WHAT THE TASK ASKS:
Reproduce the part of the steel tariff text that starts at the words "The total construction" and stops after "the same 2024$.".

EXTRACTED TEXT:
So, steel tariffs, IF ALL STEEL WERE TO INCREASE, adds inflation to total Nonres Bldgs and Nonbldg. Half of all Nonres Bldgs use structural steel, so inflation to SS bldgs is 4.8/385, or 1.25% on structural steel bldgs. If looking at the macro view, inflation over the nonres bldg sector, then the $4.8bil increase would be divided by the total nonres spending, or 4.8/770 = 0.625%. All other bldg steel, applied to all nonres bldgs, added another 2.9/770 = 0.4%

Nonbldg Infrastructure markets, if it is a SS building, add the same 1.25% + 0.4%. But Public Works and especially Bridge construction can add significantly more. If domestic producers also raise pricing to follow suit with tariffs, as expected, this is what happens to total Nonres inflation.

US imports 30% of steel it uses. 40% of all steel is used in construction. If 30% is balanced across all types of steel, then 30% of constr steel is imported. (It would take some concentrated effort to determine % imports for each of the individual steel uses.) IF ONLY IMPORTED STEEL WERE TO INCREASE and no domestic manufacturers raise prices, 30% of building steel increases in cost. That is not likely at all. But if so, tariffs would add only 0.4% to nonres bldgs and about 0.1% for all other steel.

Construction Forecast Update May 2025

The total construction spending forecast, now at $2,237bil, +3.7% vs. 2024, has been lowered a bit since the Outlook in Feb. ($2,272bil, +5.5%). Most of the reduction is in Residential, from $997bil, +7.2% down to $958bil, +3.0%. Nonres Bldgs was reduced by $11bil and Nonbldg increased by $7bil. Compared to the average for the year 2024, current total spending YTD is up 2.6%, but is expected to pick a little up throughout the year across all sectors.

Constant $ growth is forecast down 0.7% in 2025 and down more after that. Inflation Index shows annual percent and index to base 2024 = 100. All years, current spending / index = reported as constant 2024$, as if all constant years are the same 2024$.

DATASET CONTENT:
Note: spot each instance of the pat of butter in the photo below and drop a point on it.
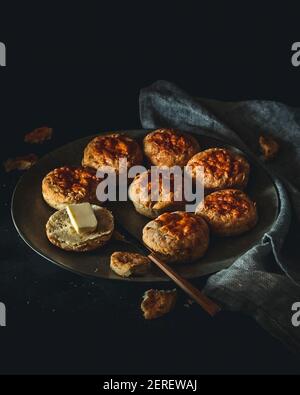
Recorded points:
(82, 217)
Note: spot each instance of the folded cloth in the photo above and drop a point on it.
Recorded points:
(265, 281)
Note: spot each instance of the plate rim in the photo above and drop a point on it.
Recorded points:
(140, 280)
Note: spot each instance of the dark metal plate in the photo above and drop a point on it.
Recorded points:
(30, 214)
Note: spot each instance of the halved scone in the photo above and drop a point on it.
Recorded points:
(62, 234)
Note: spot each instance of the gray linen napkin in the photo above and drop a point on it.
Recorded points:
(265, 281)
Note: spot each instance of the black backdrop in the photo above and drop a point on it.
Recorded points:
(79, 69)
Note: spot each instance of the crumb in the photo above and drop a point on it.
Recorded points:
(157, 303)
(20, 163)
(269, 147)
(38, 135)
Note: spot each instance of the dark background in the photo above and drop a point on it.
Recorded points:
(79, 70)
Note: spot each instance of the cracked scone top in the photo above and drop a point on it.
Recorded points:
(106, 150)
(169, 147)
(177, 237)
(222, 168)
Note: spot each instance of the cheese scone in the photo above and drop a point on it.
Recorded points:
(157, 303)
(62, 234)
(126, 264)
(177, 237)
(106, 150)
(69, 185)
(228, 212)
(170, 197)
(169, 147)
(222, 169)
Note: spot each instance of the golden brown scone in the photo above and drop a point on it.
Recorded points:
(157, 303)
(69, 185)
(61, 233)
(222, 169)
(126, 264)
(39, 135)
(269, 147)
(228, 212)
(168, 147)
(106, 150)
(177, 237)
(20, 163)
(167, 200)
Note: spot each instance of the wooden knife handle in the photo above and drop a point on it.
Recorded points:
(207, 304)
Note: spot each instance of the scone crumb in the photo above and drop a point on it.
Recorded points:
(268, 146)
(38, 135)
(126, 264)
(20, 163)
(157, 303)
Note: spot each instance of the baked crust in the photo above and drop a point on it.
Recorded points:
(69, 185)
(228, 212)
(157, 303)
(126, 264)
(177, 237)
(140, 194)
(168, 147)
(106, 150)
(222, 169)
(61, 233)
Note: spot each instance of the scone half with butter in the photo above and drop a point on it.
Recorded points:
(81, 227)
(126, 264)
(69, 185)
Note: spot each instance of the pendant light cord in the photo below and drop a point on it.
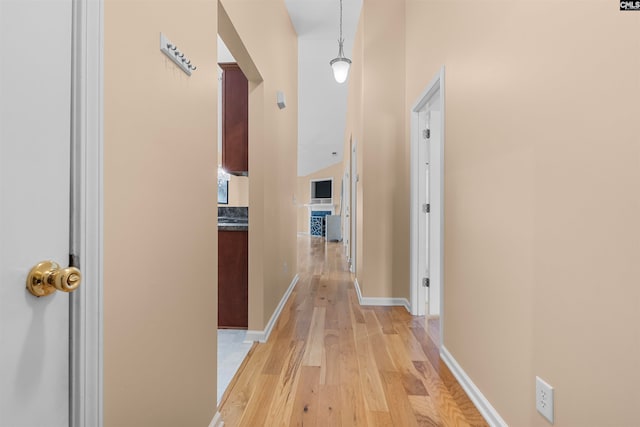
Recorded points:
(340, 21)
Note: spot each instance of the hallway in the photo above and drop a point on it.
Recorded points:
(332, 362)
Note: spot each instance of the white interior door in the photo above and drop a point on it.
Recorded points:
(423, 210)
(35, 108)
(434, 181)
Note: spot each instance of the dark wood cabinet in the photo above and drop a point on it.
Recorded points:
(233, 279)
(235, 120)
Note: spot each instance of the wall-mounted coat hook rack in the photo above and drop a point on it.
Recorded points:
(172, 51)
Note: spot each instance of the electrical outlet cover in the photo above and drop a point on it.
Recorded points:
(544, 399)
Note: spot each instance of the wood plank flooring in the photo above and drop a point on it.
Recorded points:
(331, 362)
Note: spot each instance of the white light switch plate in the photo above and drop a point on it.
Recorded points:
(544, 399)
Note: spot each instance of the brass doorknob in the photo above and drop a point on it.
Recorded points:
(47, 276)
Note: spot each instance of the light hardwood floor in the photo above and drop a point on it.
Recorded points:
(331, 362)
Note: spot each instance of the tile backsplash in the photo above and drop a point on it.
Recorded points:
(233, 212)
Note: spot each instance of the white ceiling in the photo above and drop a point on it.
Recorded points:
(322, 103)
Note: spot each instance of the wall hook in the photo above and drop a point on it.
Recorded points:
(171, 50)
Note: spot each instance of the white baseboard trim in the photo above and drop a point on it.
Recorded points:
(488, 412)
(382, 301)
(217, 420)
(263, 336)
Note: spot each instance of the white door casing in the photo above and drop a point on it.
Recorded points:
(354, 206)
(428, 113)
(346, 213)
(39, 75)
(34, 214)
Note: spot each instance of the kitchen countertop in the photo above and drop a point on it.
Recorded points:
(235, 218)
(233, 224)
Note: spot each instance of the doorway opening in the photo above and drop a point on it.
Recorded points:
(427, 200)
(240, 118)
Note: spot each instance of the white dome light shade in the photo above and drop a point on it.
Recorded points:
(340, 69)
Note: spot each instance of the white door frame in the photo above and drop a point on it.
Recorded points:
(86, 242)
(354, 205)
(345, 208)
(436, 86)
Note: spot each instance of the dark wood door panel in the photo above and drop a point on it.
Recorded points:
(233, 279)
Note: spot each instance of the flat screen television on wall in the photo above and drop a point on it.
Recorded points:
(322, 189)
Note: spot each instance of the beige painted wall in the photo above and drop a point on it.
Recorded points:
(353, 134)
(376, 124)
(160, 234)
(272, 148)
(542, 134)
(541, 99)
(303, 196)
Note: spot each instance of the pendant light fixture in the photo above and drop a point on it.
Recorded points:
(340, 64)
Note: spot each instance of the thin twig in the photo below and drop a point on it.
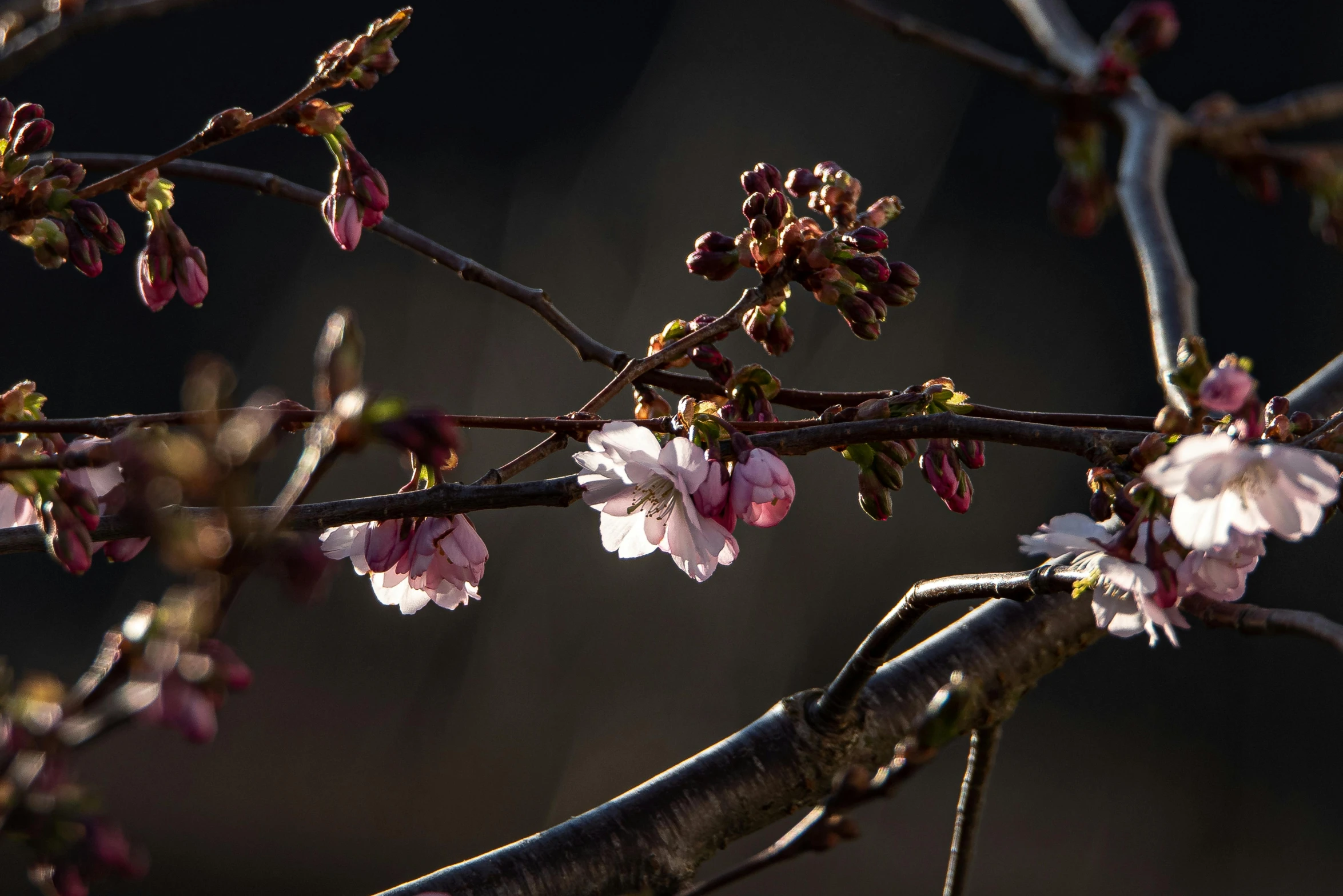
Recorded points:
(1323, 392)
(1150, 130)
(977, 53)
(833, 711)
(979, 762)
(1248, 619)
(211, 136)
(1055, 30)
(39, 38)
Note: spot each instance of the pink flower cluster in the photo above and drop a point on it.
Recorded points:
(413, 562)
(676, 498)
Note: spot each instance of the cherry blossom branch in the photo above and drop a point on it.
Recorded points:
(1150, 130)
(655, 836)
(31, 43)
(1057, 34)
(979, 762)
(1248, 619)
(977, 53)
(1323, 392)
(220, 130)
(1290, 110)
(834, 710)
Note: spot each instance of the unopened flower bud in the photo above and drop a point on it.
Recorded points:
(83, 253)
(1279, 428)
(755, 182)
(779, 338)
(1101, 506)
(867, 239)
(25, 113)
(190, 274)
(33, 137)
(112, 241)
(89, 215)
(856, 310)
(1171, 422)
(1225, 388)
(874, 497)
(756, 323)
(971, 453)
(754, 206)
(714, 266)
(1149, 450)
(802, 182)
(891, 474)
(775, 209)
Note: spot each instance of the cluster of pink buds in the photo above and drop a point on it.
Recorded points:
(366, 58)
(1084, 194)
(842, 267)
(38, 203)
(1139, 33)
(359, 195)
(168, 646)
(168, 265)
(882, 463)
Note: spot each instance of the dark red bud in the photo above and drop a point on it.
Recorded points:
(801, 182)
(33, 137)
(868, 239)
(754, 207)
(27, 112)
(775, 207)
(904, 275)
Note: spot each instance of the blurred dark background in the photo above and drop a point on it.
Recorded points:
(582, 148)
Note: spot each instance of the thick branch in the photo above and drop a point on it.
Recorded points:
(1055, 30)
(983, 745)
(1248, 619)
(1150, 130)
(655, 836)
(908, 27)
(51, 31)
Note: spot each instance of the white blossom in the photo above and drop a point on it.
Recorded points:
(1220, 486)
(1125, 597)
(645, 494)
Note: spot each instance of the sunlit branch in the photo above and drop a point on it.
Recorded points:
(979, 762)
(1248, 619)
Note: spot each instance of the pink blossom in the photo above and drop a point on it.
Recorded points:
(762, 489)
(644, 491)
(441, 559)
(712, 497)
(191, 277)
(1226, 388)
(1220, 486)
(1220, 573)
(155, 278)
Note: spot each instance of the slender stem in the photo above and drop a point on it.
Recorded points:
(977, 53)
(1323, 392)
(833, 711)
(983, 745)
(1150, 130)
(1248, 619)
(1055, 30)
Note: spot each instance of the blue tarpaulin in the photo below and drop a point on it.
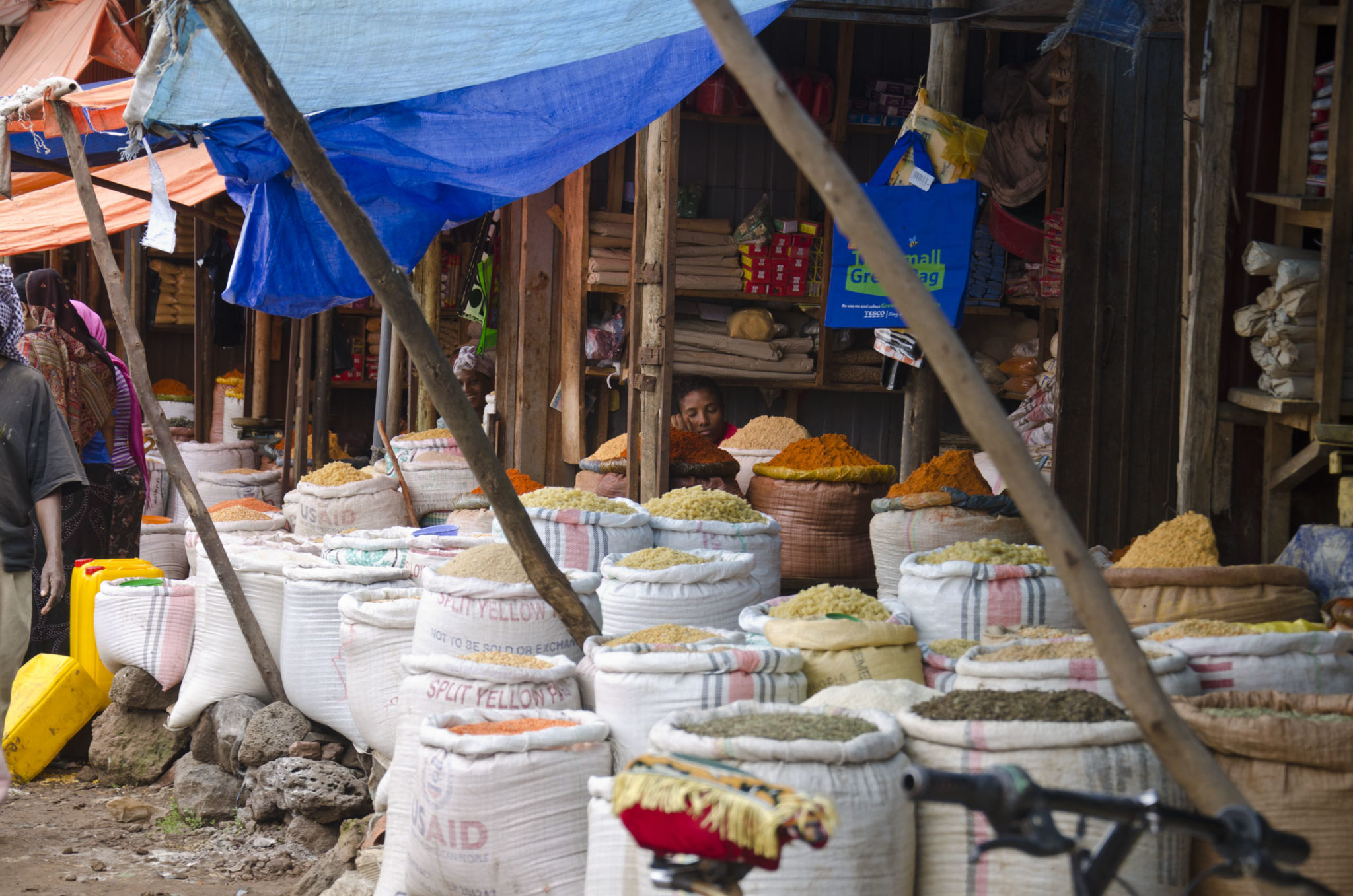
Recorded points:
(421, 160)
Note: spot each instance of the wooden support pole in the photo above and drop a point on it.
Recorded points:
(324, 380)
(657, 322)
(390, 284)
(1203, 312)
(1187, 760)
(428, 288)
(155, 414)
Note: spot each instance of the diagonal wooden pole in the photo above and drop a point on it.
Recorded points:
(1172, 740)
(141, 380)
(391, 285)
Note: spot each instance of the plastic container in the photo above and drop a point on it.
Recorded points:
(85, 586)
(53, 698)
(1015, 236)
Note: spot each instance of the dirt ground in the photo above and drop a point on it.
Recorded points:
(59, 839)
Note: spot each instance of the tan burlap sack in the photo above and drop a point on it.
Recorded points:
(1265, 592)
(1297, 773)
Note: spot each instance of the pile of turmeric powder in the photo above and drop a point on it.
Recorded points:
(954, 469)
(822, 453)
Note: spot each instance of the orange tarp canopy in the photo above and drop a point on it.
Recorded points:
(52, 218)
(64, 40)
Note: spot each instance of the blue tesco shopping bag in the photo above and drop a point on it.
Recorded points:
(934, 228)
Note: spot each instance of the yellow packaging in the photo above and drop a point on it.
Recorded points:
(53, 698)
(85, 586)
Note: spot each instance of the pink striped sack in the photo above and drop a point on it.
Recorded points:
(1294, 662)
(1171, 671)
(579, 539)
(145, 626)
(635, 685)
(960, 599)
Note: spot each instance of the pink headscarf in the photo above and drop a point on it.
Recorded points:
(134, 442)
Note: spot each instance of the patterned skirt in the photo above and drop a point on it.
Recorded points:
(102, 521)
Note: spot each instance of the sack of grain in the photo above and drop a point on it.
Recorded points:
(1231, 594)
(471, 615)
(492, 792)
(370, 546)
(1294, 662)
(758, 539)
(145, 626)
(700, 595)
(371, 503)
(163, 547)
(157, 485)
(431, 552)
(210, 458)
(1103, 757)
(896, 533)
(579, 539)
(823, 526)
(217, 487)
(873, 849)
(377, 630)
(614, 862)
(432, 685)
(312, 664)
(842, 652)
(1297, 772)
(1053, 673)
(636, 685)
(959, 599)
(219, 666)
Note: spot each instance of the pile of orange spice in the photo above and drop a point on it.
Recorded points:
(248, 503)
(511, 726)
(520, 481)
(955, 469)
(822, 453)
(693, 448)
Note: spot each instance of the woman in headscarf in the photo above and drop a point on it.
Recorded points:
(83, 382)
(475, 372)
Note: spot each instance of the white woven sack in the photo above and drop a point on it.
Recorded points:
(471, 615)
(587, 670)
(959, 599)
(1294, 662)
(752, 619)
(209, 458)
(758, 539)
(503, 814)
(431, 552)
(145, 626)
(897, 534)
(377, 630)
(157, 485)
(370, 546)
(219, 666)
(698, 595)
(1103, 757)
(435, 485)
(373, 503)
(163, 547)
(636, 685)
(614, 862)
(871, 852)
(1172, 672)
(429, 688)
(217, 487)
(579, 539)
(232, 533)
(313, 670)
(747, 458)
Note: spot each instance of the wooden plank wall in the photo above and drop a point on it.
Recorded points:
(1118, 427)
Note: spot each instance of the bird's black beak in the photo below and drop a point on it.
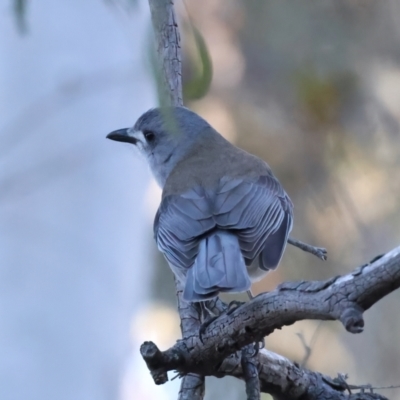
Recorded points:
(121, 135)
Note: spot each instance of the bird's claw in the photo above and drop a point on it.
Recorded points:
(205, 325)
(233, 305)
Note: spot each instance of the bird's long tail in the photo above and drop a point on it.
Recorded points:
(219, 267)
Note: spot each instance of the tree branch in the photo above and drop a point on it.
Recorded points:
(342, 298)
(169, 68)
(168, 43)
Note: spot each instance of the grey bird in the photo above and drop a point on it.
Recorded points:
(224, 219)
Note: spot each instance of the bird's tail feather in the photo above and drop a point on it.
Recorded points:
(219, 267)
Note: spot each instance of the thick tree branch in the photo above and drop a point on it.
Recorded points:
(343, 298)
(169, 70)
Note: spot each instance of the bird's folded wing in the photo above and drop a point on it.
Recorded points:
(254, 210)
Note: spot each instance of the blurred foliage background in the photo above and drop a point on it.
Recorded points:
(313, 88)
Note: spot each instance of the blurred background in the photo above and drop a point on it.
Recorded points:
(311, 87)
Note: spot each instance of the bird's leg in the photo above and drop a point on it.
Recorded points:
(261, 344)
(320, 252)
(207, 317)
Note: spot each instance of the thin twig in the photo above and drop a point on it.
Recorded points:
(319, 252)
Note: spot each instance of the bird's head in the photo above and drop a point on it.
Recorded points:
(163, 136)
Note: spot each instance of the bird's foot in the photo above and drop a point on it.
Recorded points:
(234, 305)
(258, 346)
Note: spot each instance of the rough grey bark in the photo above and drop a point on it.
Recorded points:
(168, 43)
(342, 298)
(225, 346)
(169, 72)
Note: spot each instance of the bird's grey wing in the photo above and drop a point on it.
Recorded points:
(260, 212)
(180, 224)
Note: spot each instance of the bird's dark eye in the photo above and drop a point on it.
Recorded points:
(149, 136)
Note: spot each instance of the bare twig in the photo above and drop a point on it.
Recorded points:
(169, 59)
(250, 373)
(308, 347)
(320, 252)
(343, 298)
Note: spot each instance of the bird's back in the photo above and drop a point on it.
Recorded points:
(210, 159)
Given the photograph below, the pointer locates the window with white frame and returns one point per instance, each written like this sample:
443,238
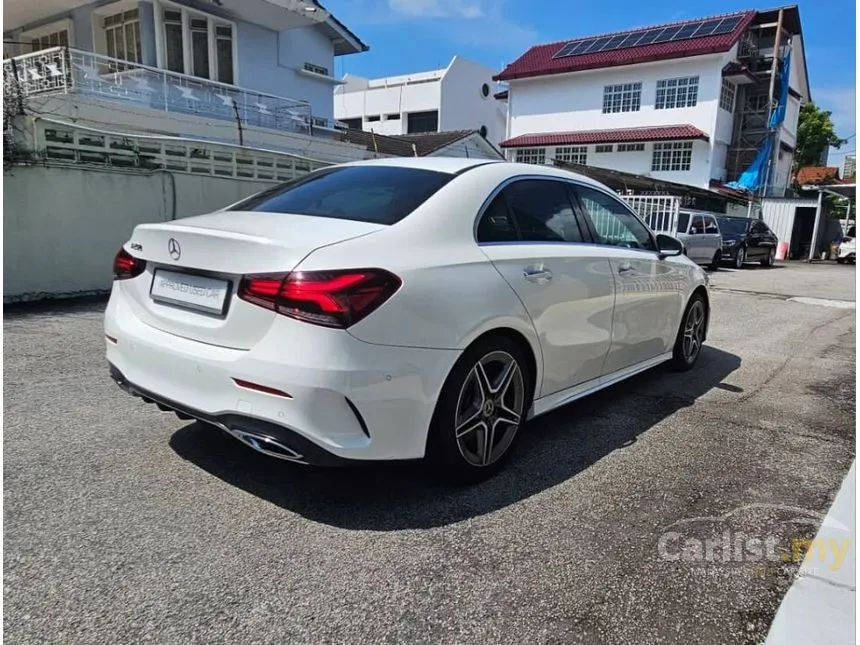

SOLUTION TO THIS TASK:
The total construction spending forecast, now at $2,237bil, +3.7% vs. 2024, has been lowered a bit since the Outlook in Feb. ($2,272bil, +5.5%). Most of the reduction is in Residential, from $997bil, +7.2% down to $958bil, +3.0%. Nonres Bldgs was reduced by $11bil and Nonbldg increased by $7bil. Compared to the average for the year 2024, current total spending YTD is up 2.6%, but is expected to pick a little up throughout the year across all sectors.

Constant $ growth is forecast down 0.7% in 2025 and down more after that. Inflation Index shows annual percent and index to base 2024 = 100. All years, current spending / index = reported as constant 2024$, as if all constant years are the same 2024$.